## TEXTO DE REFERÊNCIA
**********
Monstro à mostra: consigo sequer imaginar / Bicho que come gente: corpo fora de si / Amor que come a gente por dentro: cidade dentro dela / Palavra na boca do estômago: rebenta da morte dos outros / Floresta tímida: cidade contra / Migração dentro: ir embora e ainda assim ficar / Trem movido a cadáveres: fantasma fora dos trilhos / Palavra na ponta da língua: gostinho de carne no osso pelado.

A sequência acima contém fragmentos de algumas das partes que subdividem a obra Desesterro, de Sheyla Smanioto. Vencedora do Prêmio SESC na categoria romance, em 2015, o livro narra de maneira extremamente metafórica uma realidade cada vez mais presente em nosso cotidiano: o feminicídio. Em que pese a força bruta do elemento sociológico, antropológico e derivações, não se trata de um libelo, obra panfletária ou coisa que o valha. É Literatura – e com “L” maiúsculo.

Ao associarmos a condição feminina, sua subalternidade em uma sociedade machista ao aspecto social contido em históricos contemporâneos, insistimos em negar a igualdade em termos de oportunidade para mais da metade da população de eleitores em nosso país. Com Djamila Ribeiro e demais estudiosos do feminismo negro, temos aprendido que o Interseccionismo é a palavra chave para se começar a mudar as práticas sociais. Não se pode falar de nova onda feminista sem levarmos em conta que mulheres pretas são o outro das brancas, que por sua vez o são do homem branco. Como mudar?

Segundo o conjunto de pensadores e pensadoras antenados com o pensamento de Angela Davis, e outras mais, para se discutir o gênero, há necessariamente que se discutir o social e as questões étnicas. Só assim compreenderemos bem o que Benedita da Silva em longínqua campanha eleitoral para o senado dizia: negra, pobre e favelada, três níveis de discriminação sofridas por uma comunidade inteira.

Sheyla Smanioto contorna essa problemática com as ferramentas que a escrita criativa põe a seu favor: uma linguagem ágil e veloz que desconstrói a narrativa linear, avança em meio à floresta de símbolos desenhada pela prosa poética de Baudelaire, nos finais do século XIX indo ao encontro de sujeitos travestidos de objetos que comandam a epifania sígnica que se esconde por trás de significantes linguísticos.

A síntese da problemática talvez se apresente antes mesmo do final da escrita, embora haja pistas o tempo todo sobre o que há de terrível e que se desenha aos olhos do leitor.

– Diacho, eram duas palavras, não uma!

– E também não eram assim compridas.

– Não tem respeito nenhum com a gente.

– Nem com a gente nem com nada, como assim febre é Vilaboinha?
**********
## MATERIAL
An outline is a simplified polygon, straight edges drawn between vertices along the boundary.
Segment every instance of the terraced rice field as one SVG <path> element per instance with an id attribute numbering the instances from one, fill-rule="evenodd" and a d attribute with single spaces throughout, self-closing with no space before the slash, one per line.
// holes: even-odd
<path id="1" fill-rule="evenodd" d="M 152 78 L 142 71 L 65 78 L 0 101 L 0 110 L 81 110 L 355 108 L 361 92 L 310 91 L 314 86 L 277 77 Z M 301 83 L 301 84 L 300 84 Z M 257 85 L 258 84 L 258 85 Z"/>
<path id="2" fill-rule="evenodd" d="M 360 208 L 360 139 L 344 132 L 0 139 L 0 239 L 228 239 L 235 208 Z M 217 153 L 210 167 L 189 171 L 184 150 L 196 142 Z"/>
**********
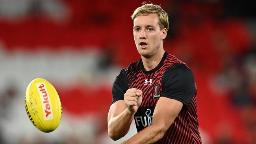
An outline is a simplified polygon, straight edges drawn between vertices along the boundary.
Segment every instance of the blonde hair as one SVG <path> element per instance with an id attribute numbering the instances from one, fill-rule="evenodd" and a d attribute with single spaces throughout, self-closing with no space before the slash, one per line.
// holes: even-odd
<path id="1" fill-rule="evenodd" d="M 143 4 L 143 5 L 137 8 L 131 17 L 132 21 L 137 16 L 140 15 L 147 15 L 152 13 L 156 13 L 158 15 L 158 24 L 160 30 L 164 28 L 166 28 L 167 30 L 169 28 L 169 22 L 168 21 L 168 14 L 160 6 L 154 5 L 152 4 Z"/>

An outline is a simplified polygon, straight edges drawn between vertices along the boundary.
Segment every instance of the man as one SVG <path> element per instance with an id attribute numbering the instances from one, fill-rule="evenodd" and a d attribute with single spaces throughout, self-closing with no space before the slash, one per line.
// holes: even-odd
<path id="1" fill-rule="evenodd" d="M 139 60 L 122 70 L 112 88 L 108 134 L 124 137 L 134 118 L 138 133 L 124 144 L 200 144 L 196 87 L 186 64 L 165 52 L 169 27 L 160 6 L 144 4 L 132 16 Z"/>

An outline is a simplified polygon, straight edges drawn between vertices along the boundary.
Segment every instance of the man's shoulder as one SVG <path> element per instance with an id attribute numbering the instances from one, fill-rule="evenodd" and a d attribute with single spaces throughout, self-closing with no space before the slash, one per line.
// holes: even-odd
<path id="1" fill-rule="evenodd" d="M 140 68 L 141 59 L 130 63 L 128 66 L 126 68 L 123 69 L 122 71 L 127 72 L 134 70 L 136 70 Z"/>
**********
## SOLICITAÇÕES
(a) Conforme o texto de referência, que prêmio o livro Desesterro venceu, e em que ano?
(b) Reproduza fielmente o trecho do texto de referência que começa em "A síntese da" e termina em "febre é Vilaboinha?".

## RESPOSTAS DO EXERCÍCIO
(a) O Prêmio SESC na categoria romance, em 2015.

(b)
A síntese da problemática talvez se apresente antes mesmo do final da escrita, embora haja pistas o tempo todo sobre o que há de terrível e que se desenha aos olhos do leitor.

– Diacho, eram duas palavras, não uma!

– E também não eram assim compridas.

– Não tem respeito nenhum com a gente.

– Nem com a gente nem com nada, como assim febre é Vilaboinha?